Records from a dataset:
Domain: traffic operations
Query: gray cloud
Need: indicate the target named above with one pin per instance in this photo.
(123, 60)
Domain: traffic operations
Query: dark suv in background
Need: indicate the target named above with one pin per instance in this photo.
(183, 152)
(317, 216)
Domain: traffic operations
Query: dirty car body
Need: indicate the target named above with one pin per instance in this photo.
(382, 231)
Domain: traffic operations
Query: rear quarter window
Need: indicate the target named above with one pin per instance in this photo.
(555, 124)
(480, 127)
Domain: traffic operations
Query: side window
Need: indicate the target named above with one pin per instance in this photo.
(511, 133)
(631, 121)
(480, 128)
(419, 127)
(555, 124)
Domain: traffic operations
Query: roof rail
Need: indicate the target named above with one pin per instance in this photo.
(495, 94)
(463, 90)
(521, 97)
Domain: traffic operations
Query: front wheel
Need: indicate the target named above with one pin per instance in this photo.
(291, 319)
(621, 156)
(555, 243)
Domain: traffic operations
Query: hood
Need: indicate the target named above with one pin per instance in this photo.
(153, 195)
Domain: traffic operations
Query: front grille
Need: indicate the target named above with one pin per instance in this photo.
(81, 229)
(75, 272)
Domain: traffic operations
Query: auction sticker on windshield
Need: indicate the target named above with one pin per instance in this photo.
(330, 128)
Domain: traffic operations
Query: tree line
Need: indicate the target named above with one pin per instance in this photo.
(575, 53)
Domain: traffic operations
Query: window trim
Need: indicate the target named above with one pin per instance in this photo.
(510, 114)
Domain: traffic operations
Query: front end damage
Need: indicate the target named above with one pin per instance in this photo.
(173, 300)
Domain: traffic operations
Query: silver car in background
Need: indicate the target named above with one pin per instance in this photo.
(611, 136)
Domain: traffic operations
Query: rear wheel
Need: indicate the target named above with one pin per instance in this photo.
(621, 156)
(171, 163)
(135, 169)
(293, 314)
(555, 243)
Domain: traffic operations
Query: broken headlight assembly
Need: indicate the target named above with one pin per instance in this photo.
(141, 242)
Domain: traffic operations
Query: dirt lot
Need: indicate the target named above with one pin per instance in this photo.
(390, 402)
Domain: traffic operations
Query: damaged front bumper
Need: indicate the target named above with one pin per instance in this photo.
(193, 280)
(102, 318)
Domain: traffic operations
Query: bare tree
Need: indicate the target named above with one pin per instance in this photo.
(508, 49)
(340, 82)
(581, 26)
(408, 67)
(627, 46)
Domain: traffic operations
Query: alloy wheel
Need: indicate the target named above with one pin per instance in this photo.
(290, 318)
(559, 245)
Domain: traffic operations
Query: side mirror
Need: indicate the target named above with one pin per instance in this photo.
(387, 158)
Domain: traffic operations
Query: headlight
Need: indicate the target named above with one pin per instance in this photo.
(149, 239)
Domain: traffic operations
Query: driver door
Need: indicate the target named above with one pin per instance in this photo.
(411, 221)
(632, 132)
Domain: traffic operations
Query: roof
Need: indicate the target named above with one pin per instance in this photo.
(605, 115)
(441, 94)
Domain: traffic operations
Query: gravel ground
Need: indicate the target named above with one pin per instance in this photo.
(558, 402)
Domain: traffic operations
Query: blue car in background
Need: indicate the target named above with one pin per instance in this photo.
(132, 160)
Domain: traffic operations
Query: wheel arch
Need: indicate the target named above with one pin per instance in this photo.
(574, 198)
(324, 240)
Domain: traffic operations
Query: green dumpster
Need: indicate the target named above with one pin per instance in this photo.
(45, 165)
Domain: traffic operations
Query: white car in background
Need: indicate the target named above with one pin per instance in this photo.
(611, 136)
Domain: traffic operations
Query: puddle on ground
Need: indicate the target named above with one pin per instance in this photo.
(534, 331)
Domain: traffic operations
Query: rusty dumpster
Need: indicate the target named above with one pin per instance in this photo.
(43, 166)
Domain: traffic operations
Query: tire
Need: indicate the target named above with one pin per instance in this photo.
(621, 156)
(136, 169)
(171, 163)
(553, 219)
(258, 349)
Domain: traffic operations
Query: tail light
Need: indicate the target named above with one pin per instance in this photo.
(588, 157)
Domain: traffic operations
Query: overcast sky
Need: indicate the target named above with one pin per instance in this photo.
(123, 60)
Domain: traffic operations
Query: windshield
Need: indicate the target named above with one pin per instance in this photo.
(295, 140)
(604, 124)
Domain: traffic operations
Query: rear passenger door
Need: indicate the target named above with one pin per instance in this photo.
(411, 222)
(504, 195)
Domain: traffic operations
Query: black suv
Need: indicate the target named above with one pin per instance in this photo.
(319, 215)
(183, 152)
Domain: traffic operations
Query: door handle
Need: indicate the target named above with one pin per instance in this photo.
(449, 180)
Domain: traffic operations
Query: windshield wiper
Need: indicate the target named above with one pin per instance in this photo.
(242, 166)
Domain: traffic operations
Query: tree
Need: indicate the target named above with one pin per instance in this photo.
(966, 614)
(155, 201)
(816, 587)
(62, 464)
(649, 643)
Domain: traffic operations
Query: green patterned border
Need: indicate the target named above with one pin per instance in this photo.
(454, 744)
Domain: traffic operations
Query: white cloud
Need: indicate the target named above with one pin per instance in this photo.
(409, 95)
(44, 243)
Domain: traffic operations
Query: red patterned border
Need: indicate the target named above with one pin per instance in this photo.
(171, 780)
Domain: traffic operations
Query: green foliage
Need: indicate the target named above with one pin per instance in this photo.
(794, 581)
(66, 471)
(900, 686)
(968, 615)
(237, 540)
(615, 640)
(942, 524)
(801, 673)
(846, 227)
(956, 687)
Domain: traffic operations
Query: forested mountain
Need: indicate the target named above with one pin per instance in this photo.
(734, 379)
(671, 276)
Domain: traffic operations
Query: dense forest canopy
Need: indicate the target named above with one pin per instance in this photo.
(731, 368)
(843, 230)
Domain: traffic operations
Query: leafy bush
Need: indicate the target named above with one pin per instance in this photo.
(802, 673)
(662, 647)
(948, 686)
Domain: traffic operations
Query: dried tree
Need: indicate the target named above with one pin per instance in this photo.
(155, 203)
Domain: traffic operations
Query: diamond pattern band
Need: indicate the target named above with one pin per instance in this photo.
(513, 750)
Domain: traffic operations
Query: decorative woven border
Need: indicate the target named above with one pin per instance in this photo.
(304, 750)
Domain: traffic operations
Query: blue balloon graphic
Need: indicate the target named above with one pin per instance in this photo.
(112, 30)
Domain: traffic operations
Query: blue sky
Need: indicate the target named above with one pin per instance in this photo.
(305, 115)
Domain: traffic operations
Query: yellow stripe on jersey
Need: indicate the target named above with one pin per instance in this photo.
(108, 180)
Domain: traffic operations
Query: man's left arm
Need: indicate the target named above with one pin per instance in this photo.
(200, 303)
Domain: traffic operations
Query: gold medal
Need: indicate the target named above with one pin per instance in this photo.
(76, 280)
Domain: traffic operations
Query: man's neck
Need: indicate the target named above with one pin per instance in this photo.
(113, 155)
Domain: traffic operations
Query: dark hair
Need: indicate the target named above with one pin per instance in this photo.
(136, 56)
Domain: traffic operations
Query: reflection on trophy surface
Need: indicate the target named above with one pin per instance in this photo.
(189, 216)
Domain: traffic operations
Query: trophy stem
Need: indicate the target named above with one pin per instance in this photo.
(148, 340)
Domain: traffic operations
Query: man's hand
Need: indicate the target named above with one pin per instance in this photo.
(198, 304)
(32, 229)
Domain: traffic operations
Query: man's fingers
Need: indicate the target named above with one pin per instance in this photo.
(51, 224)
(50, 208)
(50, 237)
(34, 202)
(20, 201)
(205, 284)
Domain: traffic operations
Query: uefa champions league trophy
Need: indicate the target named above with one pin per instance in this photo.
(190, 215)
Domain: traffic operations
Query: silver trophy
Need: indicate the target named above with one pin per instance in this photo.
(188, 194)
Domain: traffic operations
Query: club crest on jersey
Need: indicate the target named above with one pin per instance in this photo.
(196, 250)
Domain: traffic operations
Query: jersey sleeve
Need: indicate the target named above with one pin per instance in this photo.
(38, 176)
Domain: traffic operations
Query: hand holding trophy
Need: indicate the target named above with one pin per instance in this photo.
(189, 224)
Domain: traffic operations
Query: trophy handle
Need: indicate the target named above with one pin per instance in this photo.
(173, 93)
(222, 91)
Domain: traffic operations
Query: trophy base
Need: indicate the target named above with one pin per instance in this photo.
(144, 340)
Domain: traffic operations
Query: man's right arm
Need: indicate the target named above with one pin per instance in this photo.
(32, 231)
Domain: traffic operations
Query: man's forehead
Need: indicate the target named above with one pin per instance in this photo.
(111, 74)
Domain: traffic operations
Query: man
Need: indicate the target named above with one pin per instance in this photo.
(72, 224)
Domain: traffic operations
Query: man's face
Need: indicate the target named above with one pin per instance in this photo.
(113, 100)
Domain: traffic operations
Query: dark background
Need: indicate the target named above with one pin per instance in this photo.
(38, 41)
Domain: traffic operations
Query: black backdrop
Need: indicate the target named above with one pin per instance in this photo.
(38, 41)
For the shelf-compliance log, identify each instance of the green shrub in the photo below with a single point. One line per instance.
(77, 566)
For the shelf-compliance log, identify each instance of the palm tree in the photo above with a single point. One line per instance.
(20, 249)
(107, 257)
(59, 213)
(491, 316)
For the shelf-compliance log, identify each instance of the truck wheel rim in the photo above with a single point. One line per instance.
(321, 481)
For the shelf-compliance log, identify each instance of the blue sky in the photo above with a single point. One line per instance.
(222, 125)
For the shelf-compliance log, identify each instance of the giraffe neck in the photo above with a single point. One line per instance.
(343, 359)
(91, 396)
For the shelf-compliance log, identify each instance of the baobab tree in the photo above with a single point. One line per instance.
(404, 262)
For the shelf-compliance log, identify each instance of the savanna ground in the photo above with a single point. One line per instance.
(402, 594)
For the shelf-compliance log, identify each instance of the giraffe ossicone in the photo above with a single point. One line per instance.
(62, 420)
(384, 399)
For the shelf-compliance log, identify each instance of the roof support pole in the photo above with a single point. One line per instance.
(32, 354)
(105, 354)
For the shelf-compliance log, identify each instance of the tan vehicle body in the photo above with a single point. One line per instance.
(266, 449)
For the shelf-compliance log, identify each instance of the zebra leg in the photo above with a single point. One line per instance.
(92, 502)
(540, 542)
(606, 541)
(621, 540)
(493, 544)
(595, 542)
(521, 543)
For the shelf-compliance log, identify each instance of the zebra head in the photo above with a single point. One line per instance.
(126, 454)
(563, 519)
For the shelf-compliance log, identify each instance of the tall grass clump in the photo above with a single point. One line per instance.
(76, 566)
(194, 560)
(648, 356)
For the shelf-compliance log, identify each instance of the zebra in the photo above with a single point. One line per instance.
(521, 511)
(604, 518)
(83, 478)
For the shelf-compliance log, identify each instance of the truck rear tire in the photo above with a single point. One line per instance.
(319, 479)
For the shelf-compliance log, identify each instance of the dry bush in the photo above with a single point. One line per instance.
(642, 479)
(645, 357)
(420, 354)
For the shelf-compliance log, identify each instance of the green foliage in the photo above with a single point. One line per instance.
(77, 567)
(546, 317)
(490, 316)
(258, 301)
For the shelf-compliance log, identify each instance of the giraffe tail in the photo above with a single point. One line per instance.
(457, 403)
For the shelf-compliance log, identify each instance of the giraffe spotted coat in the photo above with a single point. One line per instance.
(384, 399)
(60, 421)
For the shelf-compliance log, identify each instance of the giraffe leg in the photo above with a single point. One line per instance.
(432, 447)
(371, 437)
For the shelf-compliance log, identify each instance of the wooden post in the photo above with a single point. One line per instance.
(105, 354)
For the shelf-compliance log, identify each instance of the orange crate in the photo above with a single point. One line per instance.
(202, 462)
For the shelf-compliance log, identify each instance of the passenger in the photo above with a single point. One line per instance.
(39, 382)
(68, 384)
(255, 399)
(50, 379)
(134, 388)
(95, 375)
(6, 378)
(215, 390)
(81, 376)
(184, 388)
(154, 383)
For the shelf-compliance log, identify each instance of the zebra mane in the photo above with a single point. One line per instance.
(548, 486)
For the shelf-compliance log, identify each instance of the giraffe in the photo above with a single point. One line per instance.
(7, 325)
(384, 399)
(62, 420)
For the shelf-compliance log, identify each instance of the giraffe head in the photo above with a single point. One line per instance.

WHAT IS BEING ASKED. Work out the number of lines in the entries above that hold the word "windshield", giving the number without comment.

ANSWER. 3